++++ Supplied text

1821 – 1886
Jenny Lind, a Swedish vocalist. From infancy she manifested an unusual talent for singing. When nine years old she entered the musical academy at Stockholm, where she made such progress that at the end of a year she was deemed fitted for the stage. For two years she performed to the delight of Stockholm audiences, when the upper notes of her voice became clouded and harsh, and the idea of preparing for her grand opera was abandoned. For four years she remained in obscurity, forbidden to exercise her voice, and finding her chief enjoyment in studying instrumental music.
When about sixteen years of age, accident brought her upon the stage one night, temporarily to assume an unimportant part in one of Meyerbeer’s operas, and she discovered that her voice had returned to her with more than its former purity and power. She now became the reigning prima donna of the Stockholm opera, and in 1844 sang before a Berlin audience. Thenceforth her reputation increased with every performance, and in Vienna and other musical cities she was received with great enthusiasm.
In May, 1847, she made her début before a London audience, and excited a sensation almost without parallel in the history of the opera in England. In September, 1850, she came to America, under and engagement with P. T. Barnum to give a series of 150 concerts. Her first concert in New York excited the wildest enthusiasm, and hundreds of dollars were paid for choice seats. Her share of the proceeds of this concert, amounting to about $10,000, was bestowed upon local charities.
In Boston she was married to Otto Goldschmidt, a young pianist who had accompanied her on a part of her American tour. Returning with him to Europe, she definitely retired from the stage, and after residing for a while at Dresden, removed to London, where she frequently sang in concerts and oratorio, generally for charity.

++++++++

Complete the following -
[1] Answer these questions from the Jenny Lind biography:
(a) How old was she when she entered the musical academy at Stockholm?
(b) In what year did she sing before a Berlin audience?
(c) Whom did she marry in Boston?
[2] Write the next few sentences of the Jenny Lind biography, picking up right after its final sentence.

++++ Data provided

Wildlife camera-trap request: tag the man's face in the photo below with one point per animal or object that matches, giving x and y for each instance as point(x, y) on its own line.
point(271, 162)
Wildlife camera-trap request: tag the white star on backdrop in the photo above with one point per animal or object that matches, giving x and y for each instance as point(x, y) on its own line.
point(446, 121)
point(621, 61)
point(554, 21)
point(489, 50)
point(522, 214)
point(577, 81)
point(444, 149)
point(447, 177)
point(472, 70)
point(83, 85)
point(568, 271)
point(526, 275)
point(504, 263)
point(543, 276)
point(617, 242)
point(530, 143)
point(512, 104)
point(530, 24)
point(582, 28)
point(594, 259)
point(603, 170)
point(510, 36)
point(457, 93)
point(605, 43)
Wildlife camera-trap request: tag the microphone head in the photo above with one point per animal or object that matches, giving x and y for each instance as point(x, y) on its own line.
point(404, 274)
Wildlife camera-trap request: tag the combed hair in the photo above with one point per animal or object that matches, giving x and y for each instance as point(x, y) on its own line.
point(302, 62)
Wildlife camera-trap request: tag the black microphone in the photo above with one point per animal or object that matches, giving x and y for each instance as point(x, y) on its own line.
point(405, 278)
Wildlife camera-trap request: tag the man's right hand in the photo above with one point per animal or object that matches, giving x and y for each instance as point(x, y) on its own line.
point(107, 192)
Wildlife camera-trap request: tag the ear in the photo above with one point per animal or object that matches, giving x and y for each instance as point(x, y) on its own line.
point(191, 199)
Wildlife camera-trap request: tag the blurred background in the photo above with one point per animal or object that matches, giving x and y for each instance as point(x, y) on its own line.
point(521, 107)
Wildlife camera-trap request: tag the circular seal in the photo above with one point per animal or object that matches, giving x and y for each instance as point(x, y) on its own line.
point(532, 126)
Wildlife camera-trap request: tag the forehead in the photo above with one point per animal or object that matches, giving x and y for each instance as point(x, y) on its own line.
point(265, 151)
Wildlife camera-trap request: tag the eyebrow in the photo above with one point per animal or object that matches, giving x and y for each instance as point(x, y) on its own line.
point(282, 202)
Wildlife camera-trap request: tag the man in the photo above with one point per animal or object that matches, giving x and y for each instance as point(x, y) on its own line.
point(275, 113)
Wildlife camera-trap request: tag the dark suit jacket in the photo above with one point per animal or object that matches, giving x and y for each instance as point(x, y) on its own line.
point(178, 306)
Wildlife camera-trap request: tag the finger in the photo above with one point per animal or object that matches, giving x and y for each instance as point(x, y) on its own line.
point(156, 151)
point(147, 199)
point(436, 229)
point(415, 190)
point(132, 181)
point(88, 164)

++++++++

Task-by-task answers -
[1]
(a) Nine years old.
(b) 1844.
(c) Otto Goldschmidt, a young pianist who had accompanied her on part of her American tour.

[2]
The entire proceeds of the American tour, amounting to more than $100,000, were devoted by Jenny Lind to various benevolent objects. From the days of her early girlhood it had been her chief delight to use for the good of others the wealth which her genius brought her. She was ever ready to sing for a hospital, or a college, or a poor fellow-artist, or for the chorus, orchestra, or scene-shifters of the theatres where she appeared. “Is it not a beautiful that I can sing so?” she exclaimed when she was told that a large number of the children would be saved from wretchedness by a concert she had given for their benefit.
The Swedish nightingale, as she was called, had a soprano voice, embracing a register two and a half octaves, not less remarkable for sweetness and purity of tone than for its sympathetic power. In the interpretation of many varieties of music, from the oratorios of Handel to the rondos of Rossini or Donizetti, or simple ballads, she was without a rival.
A bust of the great singer was unveiled in Westminster Abbey in 1894.